MATERIAL FOR THIS TASK
* * * * * * *
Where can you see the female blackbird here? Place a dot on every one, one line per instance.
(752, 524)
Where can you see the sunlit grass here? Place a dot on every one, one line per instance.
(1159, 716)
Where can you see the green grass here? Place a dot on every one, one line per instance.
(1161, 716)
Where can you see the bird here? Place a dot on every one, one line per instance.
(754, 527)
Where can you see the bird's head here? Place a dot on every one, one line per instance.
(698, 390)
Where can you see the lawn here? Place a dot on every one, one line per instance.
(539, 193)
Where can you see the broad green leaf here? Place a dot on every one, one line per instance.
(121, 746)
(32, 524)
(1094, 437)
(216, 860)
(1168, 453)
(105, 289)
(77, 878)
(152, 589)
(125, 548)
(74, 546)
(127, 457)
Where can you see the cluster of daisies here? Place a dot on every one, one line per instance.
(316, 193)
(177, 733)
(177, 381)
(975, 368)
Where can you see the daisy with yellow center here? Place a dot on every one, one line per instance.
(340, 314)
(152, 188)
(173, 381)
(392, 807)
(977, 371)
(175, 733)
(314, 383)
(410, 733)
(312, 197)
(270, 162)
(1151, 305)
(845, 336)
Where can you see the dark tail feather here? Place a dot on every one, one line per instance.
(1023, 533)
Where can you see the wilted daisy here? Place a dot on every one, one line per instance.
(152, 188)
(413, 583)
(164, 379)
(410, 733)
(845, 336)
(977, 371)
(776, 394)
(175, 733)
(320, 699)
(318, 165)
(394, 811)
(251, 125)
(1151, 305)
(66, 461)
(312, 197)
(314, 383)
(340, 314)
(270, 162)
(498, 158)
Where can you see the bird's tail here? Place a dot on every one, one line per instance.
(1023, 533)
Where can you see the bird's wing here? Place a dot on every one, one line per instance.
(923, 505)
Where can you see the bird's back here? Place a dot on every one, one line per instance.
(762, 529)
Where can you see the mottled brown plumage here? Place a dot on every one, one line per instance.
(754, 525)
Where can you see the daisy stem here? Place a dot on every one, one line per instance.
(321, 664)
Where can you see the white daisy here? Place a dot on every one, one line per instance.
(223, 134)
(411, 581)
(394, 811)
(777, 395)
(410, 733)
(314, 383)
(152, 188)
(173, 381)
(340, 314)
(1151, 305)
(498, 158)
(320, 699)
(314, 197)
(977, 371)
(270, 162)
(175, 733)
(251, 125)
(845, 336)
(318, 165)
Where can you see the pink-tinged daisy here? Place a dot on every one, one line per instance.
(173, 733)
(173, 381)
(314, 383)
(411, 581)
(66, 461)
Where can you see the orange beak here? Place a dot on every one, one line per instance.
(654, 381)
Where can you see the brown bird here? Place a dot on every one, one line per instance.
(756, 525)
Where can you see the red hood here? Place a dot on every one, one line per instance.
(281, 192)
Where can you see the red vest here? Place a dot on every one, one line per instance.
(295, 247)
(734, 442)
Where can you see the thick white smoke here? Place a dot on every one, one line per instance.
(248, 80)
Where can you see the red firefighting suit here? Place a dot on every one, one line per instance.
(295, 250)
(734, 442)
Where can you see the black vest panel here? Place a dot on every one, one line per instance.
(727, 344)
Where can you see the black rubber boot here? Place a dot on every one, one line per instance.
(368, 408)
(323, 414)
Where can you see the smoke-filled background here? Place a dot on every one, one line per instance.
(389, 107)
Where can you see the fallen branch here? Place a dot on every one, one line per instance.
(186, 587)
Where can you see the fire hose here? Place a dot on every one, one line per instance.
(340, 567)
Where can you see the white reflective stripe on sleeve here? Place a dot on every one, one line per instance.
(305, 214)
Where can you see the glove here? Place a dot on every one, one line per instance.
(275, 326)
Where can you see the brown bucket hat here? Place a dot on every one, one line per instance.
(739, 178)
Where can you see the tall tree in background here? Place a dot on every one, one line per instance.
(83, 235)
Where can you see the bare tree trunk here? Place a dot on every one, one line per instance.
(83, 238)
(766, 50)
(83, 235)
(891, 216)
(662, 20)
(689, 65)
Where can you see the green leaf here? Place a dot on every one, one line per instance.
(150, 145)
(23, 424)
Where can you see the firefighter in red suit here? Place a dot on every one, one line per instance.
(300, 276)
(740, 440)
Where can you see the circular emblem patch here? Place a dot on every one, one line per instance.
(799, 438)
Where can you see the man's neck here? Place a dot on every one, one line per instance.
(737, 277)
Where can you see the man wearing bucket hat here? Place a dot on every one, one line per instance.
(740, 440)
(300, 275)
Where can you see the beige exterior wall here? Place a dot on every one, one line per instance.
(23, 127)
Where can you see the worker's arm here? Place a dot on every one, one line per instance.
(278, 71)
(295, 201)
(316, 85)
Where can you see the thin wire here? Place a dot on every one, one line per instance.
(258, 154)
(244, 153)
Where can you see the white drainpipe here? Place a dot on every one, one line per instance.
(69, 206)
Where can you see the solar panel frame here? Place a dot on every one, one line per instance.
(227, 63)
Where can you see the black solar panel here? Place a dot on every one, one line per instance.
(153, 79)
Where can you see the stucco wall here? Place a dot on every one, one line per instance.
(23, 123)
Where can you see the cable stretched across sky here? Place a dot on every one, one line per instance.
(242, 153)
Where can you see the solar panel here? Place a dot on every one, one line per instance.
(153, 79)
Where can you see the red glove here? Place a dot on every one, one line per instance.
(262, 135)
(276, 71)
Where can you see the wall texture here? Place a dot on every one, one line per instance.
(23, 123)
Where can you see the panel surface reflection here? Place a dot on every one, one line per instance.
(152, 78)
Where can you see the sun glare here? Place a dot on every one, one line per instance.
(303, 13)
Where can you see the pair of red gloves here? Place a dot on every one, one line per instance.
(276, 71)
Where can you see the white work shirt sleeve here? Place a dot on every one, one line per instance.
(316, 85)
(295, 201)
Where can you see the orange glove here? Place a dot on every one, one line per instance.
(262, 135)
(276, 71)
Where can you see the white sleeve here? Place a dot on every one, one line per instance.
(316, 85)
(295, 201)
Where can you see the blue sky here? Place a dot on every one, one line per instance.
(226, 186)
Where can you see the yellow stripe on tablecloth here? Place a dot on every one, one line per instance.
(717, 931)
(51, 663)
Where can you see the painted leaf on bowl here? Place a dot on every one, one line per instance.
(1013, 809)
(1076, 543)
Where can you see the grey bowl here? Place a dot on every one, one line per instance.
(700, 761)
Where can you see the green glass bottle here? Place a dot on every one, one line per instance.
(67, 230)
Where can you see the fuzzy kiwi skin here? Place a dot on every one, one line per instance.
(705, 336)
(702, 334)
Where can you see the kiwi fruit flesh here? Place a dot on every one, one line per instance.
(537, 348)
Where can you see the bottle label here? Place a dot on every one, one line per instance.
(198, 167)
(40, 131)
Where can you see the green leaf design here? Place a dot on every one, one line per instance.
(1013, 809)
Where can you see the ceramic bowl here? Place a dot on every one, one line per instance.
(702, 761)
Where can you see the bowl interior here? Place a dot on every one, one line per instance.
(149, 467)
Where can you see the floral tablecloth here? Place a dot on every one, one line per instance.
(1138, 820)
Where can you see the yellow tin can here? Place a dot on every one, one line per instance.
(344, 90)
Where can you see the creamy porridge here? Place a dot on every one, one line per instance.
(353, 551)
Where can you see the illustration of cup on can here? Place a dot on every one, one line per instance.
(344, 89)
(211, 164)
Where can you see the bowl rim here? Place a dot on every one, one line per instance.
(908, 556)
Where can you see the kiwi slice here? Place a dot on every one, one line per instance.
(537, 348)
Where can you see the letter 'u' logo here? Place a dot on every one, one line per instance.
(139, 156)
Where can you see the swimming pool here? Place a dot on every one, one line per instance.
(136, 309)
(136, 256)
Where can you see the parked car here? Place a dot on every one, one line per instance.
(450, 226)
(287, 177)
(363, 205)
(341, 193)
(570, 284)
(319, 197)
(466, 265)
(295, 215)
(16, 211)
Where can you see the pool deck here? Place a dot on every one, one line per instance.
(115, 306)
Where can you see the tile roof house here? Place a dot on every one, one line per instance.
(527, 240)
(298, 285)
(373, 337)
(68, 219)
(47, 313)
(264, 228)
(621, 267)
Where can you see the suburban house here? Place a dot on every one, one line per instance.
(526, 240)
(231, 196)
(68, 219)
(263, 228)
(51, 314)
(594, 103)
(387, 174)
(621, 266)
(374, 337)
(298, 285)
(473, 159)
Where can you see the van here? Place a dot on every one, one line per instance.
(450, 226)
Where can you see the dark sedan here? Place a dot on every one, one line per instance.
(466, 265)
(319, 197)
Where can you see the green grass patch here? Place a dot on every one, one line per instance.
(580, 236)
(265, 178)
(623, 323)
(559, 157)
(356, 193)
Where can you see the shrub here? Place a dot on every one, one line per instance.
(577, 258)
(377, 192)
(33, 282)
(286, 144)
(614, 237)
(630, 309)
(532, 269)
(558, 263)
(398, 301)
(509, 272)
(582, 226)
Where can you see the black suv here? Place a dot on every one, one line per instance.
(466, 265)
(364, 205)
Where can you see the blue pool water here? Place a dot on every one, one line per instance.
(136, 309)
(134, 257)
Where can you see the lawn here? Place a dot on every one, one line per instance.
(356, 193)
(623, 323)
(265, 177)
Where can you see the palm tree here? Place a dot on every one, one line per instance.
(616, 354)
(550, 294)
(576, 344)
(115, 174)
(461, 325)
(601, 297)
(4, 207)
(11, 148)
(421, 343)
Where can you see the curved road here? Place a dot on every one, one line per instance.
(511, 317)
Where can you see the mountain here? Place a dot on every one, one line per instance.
* * * * * * *
In the stretch from the line containing "Where can you see the shrub" through the last of the rows, change "Place a dot" to "Put a point", and write out those lines again with everything else left as it is.

COMPLETED TASK
Where can you see the shrub here? Put a point on every one, one line per instance.
(577, 258)
(377, 192)
(33, 282)
(286, 144)
(614, 237)
(630, 309)
(532, 269)
(558, 263)
(398, 301)
(509, 272)
(582, 226)
Where can you see the black suv here? Put a point on every one, one line per instance.
(466, 265)
(364, 205)
Where can you see the blue pool water here? Put a point on every one, one line per instance.
(136, 309)
(134, 257)
Where can you see the lawn here? Put a point on every one, one line per instance.
(356, 193)
(623, 323)
(265, 177)
Where can you see the palm tree here? Put a point on every one, one line per instance.
(616, 354)
(550, 294)
(576, 344)
(115, 174)
(461, 325)
(601, 297)
(4, 207)
(11, 148)
(421, 343)
Where can you see the curved road here? Put a point on every one, one line per instance.
(511, 317)
Where can you see the mountain here? Put a point on every one, one line per instance.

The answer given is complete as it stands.